§ DATA FOR ANALYSIS:

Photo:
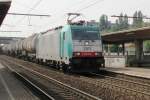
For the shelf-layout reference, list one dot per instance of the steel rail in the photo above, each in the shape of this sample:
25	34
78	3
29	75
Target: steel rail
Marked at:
123	87
76	91
31	83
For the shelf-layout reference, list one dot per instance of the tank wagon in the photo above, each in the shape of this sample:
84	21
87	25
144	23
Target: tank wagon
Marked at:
73	47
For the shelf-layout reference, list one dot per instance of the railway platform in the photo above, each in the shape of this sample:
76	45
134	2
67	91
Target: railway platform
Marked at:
132	71
13	89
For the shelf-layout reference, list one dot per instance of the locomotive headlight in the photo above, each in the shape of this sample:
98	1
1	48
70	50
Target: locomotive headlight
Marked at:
86	43
96	54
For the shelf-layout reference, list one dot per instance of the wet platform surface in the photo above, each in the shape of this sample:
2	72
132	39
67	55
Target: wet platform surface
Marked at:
11	88
133	71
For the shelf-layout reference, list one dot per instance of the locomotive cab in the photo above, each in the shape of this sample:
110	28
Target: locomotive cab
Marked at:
86	48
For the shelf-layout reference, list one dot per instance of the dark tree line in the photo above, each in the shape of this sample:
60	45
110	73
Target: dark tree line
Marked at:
122	23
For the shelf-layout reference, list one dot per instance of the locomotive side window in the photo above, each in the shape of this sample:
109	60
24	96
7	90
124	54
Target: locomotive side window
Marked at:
83	34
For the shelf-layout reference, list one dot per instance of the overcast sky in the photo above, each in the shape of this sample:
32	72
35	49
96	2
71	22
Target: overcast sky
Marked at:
58	9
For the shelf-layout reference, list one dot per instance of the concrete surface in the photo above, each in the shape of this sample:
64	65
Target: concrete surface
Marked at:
13	89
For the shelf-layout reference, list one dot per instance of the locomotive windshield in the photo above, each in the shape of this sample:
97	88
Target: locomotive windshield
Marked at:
85	34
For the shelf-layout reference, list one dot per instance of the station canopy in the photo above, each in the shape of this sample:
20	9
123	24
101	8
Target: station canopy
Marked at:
127	35
4	6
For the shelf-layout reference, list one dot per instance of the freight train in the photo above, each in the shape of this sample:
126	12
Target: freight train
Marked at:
73	47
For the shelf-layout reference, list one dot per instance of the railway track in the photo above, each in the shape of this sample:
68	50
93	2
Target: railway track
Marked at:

§ DIRECTIONS FOR THIS TASK: Line by line, return the listing above exactly, leaving out its pictures.

§ TASK OUTPUT:
Photo:
For the shelf-layout reference, list one dot per instance of the steel rail in the photo above, each in the shape of this sample:
25	34
78	3
29	75
Target: steel rail
Marked at:
123	87
76	91
31	83
For the shelf-layout reference, list one dot per instance of the tank wagon in the photo above, each in the shape of this sample:
84	21
87	25
144	23
Target: tank wagon
Marked at:
73	47
For the shelf-layout reference, list one dot per instance of the railway platform in the photo above, each in the shape of this sample:
76	45
134	2
67	91
Target: railway platform
Marked at:
132	71
13	89
For the shelf-layout reference, list one dot per instance of the locomotive headlight in the photo above, each in the shape of this sample:
98	1
1	48
70	50
Target: locomotive headlight
Marked at:
86	43
96	54
For the shelf-layout reference, list one dot per instance of the wet platform surface in the photo above, each in the shape of this sample:
2	72
132	39
67	55
Target: wet platform surface
Marked at:
11	88
133	71
For the shelf-layout reference, list one dot per instance of the locomotive cab in the photo above, each in the shape of this sample:
110	28
Target: locomotive cab
Marked at:
86	48
For the shelf-layout reference, list one dot per instance of the dark tree line in the photo above, each in the shape of this sample:
60	45
110	73
Target: dark tree line
Marked at:
122	23
For the shelf-layout reference, list one dot per instance of the locomotive side window in the photo above, each in the shape of this sample:
109	60
24	96
7	90
124	54
Target: locomotive side window
Marked at:
83	34
For the shelf-layout reference, list one dot per instance of the overcast sky in the photo above, each in the shape of this sample:
32	72
35	49
96	2
71	22
Target: overcast sky
Marked at:
58	9
For the shelf-layout reference, list one dot per instance of the concrete surface in the photo above, each in the shape of this sample:
64	65
Target: concrete surface
Marked at:
13	89
For the shelf-layout reference, list one dot per instance of the locomotive windshield in the photo above, each in the shape of this sample:
97	88
Target: locomotive windshield
Marked at:
85	34
For the shelf-layout reference, list one dot per instance of the station canopy in the photo above, each in the shape of this sample:
20	9
123	24
101	8
Target: station canopy
Marked at:
127	35
4	6
For the shelf-layout reference, list one dot per instance of the freight train in the photo above, each in the shape of this sample:
126	12
Target: freight train
Marked at:
73	47
For the shelf-layout reference, list one dot per instance of the railway track in the photo above, each in the shape of this sample:
68	50
93	2
Target: railway track
Marked at:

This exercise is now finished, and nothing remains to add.